> _The exercise_
Reproduce without changes the lines of the entries from the line containing "task | put a marker on each instance of the treeline" through the final line of the entries.
-- start of Entries supplied --
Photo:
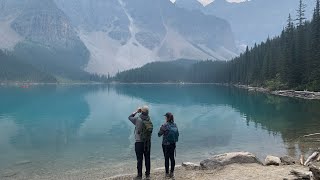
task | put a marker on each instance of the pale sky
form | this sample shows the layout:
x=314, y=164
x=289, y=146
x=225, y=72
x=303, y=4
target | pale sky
x=205, y=2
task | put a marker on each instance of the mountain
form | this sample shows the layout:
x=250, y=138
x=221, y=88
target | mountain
x=290, y=60
x=12, y=70
x=158, y=72
x=252, y=21
x=40, y=34
x=123, y=34
x=75, y=37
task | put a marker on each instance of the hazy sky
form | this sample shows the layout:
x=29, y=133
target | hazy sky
x=205, y=2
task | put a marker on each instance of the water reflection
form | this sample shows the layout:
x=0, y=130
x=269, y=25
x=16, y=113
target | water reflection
x=65, y=128
x=288, y=117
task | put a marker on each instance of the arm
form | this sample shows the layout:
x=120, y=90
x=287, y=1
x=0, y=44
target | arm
x=162, y=130
x=132, y=118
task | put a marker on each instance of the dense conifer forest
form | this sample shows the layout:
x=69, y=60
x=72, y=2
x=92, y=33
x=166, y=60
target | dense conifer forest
x=288, y=61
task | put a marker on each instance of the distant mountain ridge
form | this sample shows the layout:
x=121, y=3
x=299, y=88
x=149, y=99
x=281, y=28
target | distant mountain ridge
x=251, y=21
x=73, y=37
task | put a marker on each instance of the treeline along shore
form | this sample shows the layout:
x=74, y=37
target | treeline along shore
x=288, y=61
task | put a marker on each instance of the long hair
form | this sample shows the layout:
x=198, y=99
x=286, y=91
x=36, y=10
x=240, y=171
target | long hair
x=171, y=118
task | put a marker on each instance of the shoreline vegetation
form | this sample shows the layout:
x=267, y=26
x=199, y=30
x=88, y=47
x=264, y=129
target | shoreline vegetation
-- end of Entries supplied --
> _Answer for this exercise_
task | put a marker on each instance of the treeline along shore
form | this sample shows the layout:
x=74, y=37
target | treeline along shore
x=288, y=61
task | put a marker on each instance of the long hair
form | this sample shows the layout:
x=198, y=99
x=286, y=91
x=36, y=10
x=240, y=171
target | long hair
x=171, y=118
task | put a marker on each instance of the shoreline vegetation
form | this sample shows the layout:
x=267, y=26
x=199, y=30
x=88, y=47
x=264, y=129
target | shoreline vegetation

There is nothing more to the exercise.